**** Supplied entries

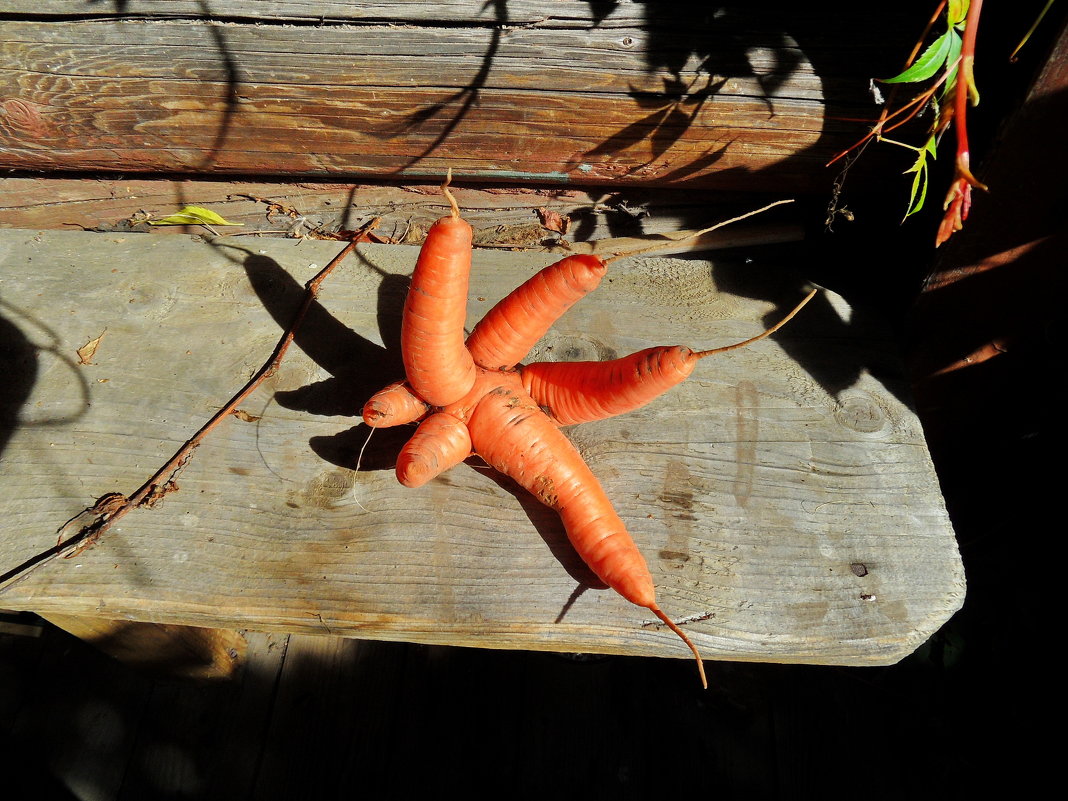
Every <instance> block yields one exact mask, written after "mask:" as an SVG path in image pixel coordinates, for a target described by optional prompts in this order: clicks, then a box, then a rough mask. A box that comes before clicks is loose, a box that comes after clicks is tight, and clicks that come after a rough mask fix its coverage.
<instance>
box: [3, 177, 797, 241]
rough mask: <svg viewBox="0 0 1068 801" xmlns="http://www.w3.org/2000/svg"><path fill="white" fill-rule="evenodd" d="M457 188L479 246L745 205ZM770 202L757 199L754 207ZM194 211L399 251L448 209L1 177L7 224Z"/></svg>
mask: <svg viewBox="0 0 1068 801" xmlns="http://www.w3.org/2000/svg"><path fill="white" fill-rule="evenodd" d="M453 192H454V193H455V194H456V197H457V199H458V200H459V202H460V205H461V206H462V207H464V217H465V219H466V220H468V222H470V223H471V225H472V226H473V227H474V242H475V245H476V246H477V247H481V248H489V247H492V248H521V249H524V250H545V251H557V252H562V251H563V250H565V249H566V250H567V251H569V252H570V251H576V250H581V249H582V248H584V247H592V245H591V242H593V241H597V242H600V244H601V246H603V247H608V248H611V249H613V252H624V251H628V250H632V249H634V248H635V247H646V246H647V242H643V244H641V245H639V244H635V242H628V241H626V239H627V238H628V237H638V236H643V237H645V236H650V235H661V234H666V235H671V236H679V235H680V232H682V231H685V230H687V229H689V230H694V229H704V227H707V226H708V225H711V224H712V223H713V222H716V221H717V220H724V219H728V218H731V217H732V216H734V215H735V214H737V209H738V199H734V200H733V202H731V203H727V199H726V198H724V197H723V195H718V194H712V193H708V192H700V191H678V190H670V189H646V188H639V189H630V190H623V191H616V190H611V191H607V190H603V189H598V188H591V189H574V188H562V187H540V188H537V187H515V186H513V187H504V186H491V187H485V186H484V187H482V188H476V187H471V186H465V185H460V184H457V183H455V182H454V184H453ZM773 199H774V200H782V199H783V195H782V194H780V195H775V197H774V198H773ZM763 200H764V199H758V198H753V199H751V200H749V202H750V203H751V204H752V206H753V207H754V208H755V207H758V206H759V205H761V204H763ZM187 204H193V205H199V206H207V207H209V208H210V209H211V210H213V211H216V213H217V214H219V215H221V216H222V217H224V218H225V219H226V220H227V221H230V222H234V223H236V224H237V225H239V226H240V227H237V229H227V231H229V232H230V233H232V234H235V233H236V235H237V236H241V237H244V236H247V235H249V234H251V233H253V232H257V233H258V232H263V233H265V234H270V235H274V236H284V235H286V234H288V235H289V236H292V237H294V238H299V237H313V238H314V237H317V236H318V237H323V236H330V235H333V234H334V233H335V232H337V231H351V230H354V229H355V227H357V226H359V225H361V224H364V223H366V222H367V221H368V220H371V219H373V218H378V219H379V224H378V226H377V227H376V229H375V233H376V234H378V235H380V236H382V237H386V238H387V239H388V240H389V241H391V242H393V244H398V245H419V244H420V242H422V241H423V238H424V236H425V234H426V231H427V230H428V229H429V226H430V224H431V223H433V222H434V220H436V219H437V218H438V217H440V216H441V215H442V214H443V213H444V210H445V207H446V204H445V203H444V201H443V200H442V198H441V192H440V190H439V189H438V187H437V186H433V187H431V186H428V185H426V184H413V185H399V186H388V185H374V184H350V185H345V184H326V183H309V182H299V183H297V182H288V183H277V182H276V183H269V182H262V180H257V182H250V180H245V182H240V180H239V182H229V180H203V179H201V180H198V179H164V178H144V179H132V180H131V179H128V178H127V179H119V178H110V179H104V178H69V177H68V178H54V177H53V178H43V177H36V178H31V177H0V227H15V229H38V230H44V229H62V230H66V231H70V230H74V229H77V227H82V229H88V230H93V231H100V232H109V233H128V232H131V231H137V232H141V233H145V232H151V233H153V234H154V235H160V234H183V235H185V234H188V233H189V230H188V226H183V225H158V226H153V225H151V224H150V223H148V222H147V220H159V219H161V218H163V217H167V216H168V215H171V214H174V213H175V211H177V210H178V209H180V208H182V207H183V206H185V205H187ZM554 216H556V217H559V219H556V217H554ZM790 217H791V219H797V218H798V217H799V215H791V216H790ZM803 234H804V229H803V226H801V225H800V224H797V223H790V222H782V221H780V220H778V219H776V218H775V216H774V215H772V214H767V215H764V216H761V217H759V218H756V219H754V220H753V221H751V222H740V223H735V224H733V225H729V226H727V227H724V229H720V230H719V231H714V232H711V233H709V234H708V235H706V236H703V237H700V238H697V239H694V240H690V241H689V242H686V244H685V245H686V247H682V244H680V246H679V252H680V251H682V250H707V249H711V248H717V249H720V248H736V247H754V246H759V245H771V244H774V242H784V241H797V240H798V239H800V238H802V237H803ZM599 247H600V246H599Z"/></svg>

********

__Exercise prompt__
Where the data contains an image, skip the image and copy everything else exactly as it appears.

__Result for this task__
Every <instance> block yields one exact mask, written after "mask:" as an SVG path in image pixel coordinates, for a target described by optional prompts in this order: clicks, then a box, then a rough mask. A box that comes before clicks is loose, a box that comes after clicks is tight, and clicks that come after a rough mask fix its coverage.
<instance>
box: [3, 177, 797, 241]
rough mask: <svg viewBox="0 0 1068 801" xmlns="http://www.w3.org/2000/svg"><path fill="white" fill-rule="evenodd" d="M457 188L479 246L745 205ZM770 202L757 199L754 207ZM194 211L399 251L448 209L1 177L7 224Z"/></svg>
mask: <svg viewBox="0 0 1068 801" xmlns="http://www.w3.org/2000/svg"><path fill="white" fill-rule="evenodd" d="M453 192H454V193H455V194H456V197H457V199H458V200H459V202H460V205H461V206H462V207H464V217H465V219H466V220H468V222H470V223H471V225H472V226H473V227H474V242H475V245H476V246H477V247H481V248H489V247H492V248H521V249H524V250H545V251H557V252H562V251H563V250H565V249H566V250H567V251H569V252H570V251H576V250H581V249H582V248H584V247H592V245H591V242H593V241H597V242H600V244H601V246H603V247H608V248H611V249H613V252H624V251H628V250H632V249H634V248H635V247H646V246H647V242H643V244H641V245H639V244H635V242H628V241H626V239H627V238H628V237H638V236H643V237H645V236H650V235H661V234H666V235H671V236H679V235H680V232H682V231H685V230H687V229H689V230H694V229H704V227H707V226H708V225H711V224H712V223H713V222H716V221H717V220H724V219H728V218H731V217H732V216H734V215H735V214H737V209H738V199H734V200H733V202H731V203H727V199H726V198H724V197H723V195H718V194H712V193H708V192H700V191H678V190H670V189H646V188H639V189H630V190H623V191H616V190H611V191H607V190H603V189H598V188H591V189H574V188H562V187H540V188H537V187H515V186H513V187H504V186H491V187H485V186H484V187H482V188H476V187H471V186H465V185H460V184H457V183H455V182H454V184H453ZM773 199H774V200H782V199H783V195H782V194H780V195H775V197H774V198H773ZM763 200H764V199H758V198H753V199H751V200H749V202H750V203H751V204H752V206H753V207H754V208H755V207H758V206H759V205H761V204H763ZM187 204H193V205H199V206H207V207H209V208H210V209H211V210H213V211H216V213H217V214H219V215H221V216H222V217H224V218H225V219H226V220H227V221H230V222H234V223H236V224H237V225H239V226H240V227H237V229H227V231H229V232H230V233H232V234H235V233H236V235H237V236H241V237H244V236H247V235H249V234H251V233H253V232H257V233H258V232H263V233H265V234H270V235H274V236H284V235H286V234H288V235H289V236H292V237H294V238H299V237H313V238H314V237H317V236H318V237H323V236H330V235H333V234H334V233H335V232H337V231H351V230H354V229H355V227H357V226H359V225H361V224H364V223H366V222H367V221H368V220H371V219H373V218H378V219H379V224H378V226H377V227H376V229H375V233H376V234H378V235H380V236H382V237H386V238H387V239H388V240H389V241H391V242H393V244H398V245H419V244H420V242H422V241H423V238H424V236H425V234H426V231H427V230H428V229H429V226H430V224H431V223H433V222H434V220H436V219H437V218H438V217H440V216H441V215H442V214H443V213H444V210H445V207H446V204H445V203H444V201H443V200H442V198H441V192H440V190H439V189H438V187H437V186H433V187H431V186H428V185H426V184H413V185H399V186H388V185H374V184H350V185H345V184H326V183H309V182H299V183H297V182H288V183H277V182H276V183H269V182H262V180H257V182H250V180H245V182H240V180H239V182H229V180H203V179H201V180H198V179H164V178H144V179H132V180H131V179H128V178H127V179H119V178H110V179H104V178H69V177H68V178H54V177H53V178H43V177H36V178H31V177H0V227H15V229H38V230H44V229H62V230H66V231H70V230H74V229H77V227H82V229H88V230H93V231H100V232H109V233H128V232H131V231H137V232H141V233H145V232H151V233H153V234H154V235H160V234H183V235H185V234H188V233H189V230H188V226H183V225H158V226H153V225H151V224H150V223H148V222H147V220H159V219H161V218H163V217H167V216H168V215H171V214H174V213H175V211H177V210H178V209H180V208H182V207H183V206H185V205H187ZM554 216H556V217H559V219H556V217H554ZM790 217H791V219H797V218H798V217H799V215H791V216H790ZM803 234H804V229H803V226H801V225H800V224H797V223H790V222H782V221H780V220H778V219H776V218H775V216H774V215H772V214H767V215H764V216H761V217H759V218H756V219H754V220H753V221H751V222H740V223H735V224H733V225H729V226H727V227H724V229H720V230H719V231H714V232H711V233H709V234H708V235H706V236H703V237H700V238H697V239H694V240H690V241H689V242H686V244H685V245H686V247H682V244H680V246H679V252H680V251H682V250H707V249H711V248H717V249H720V248H736V247H754V246H759V245H771V244H774V242H784V241H797V240H798V239H800V238H802V237H803ZM599 247H600V246H599Z"/></svg>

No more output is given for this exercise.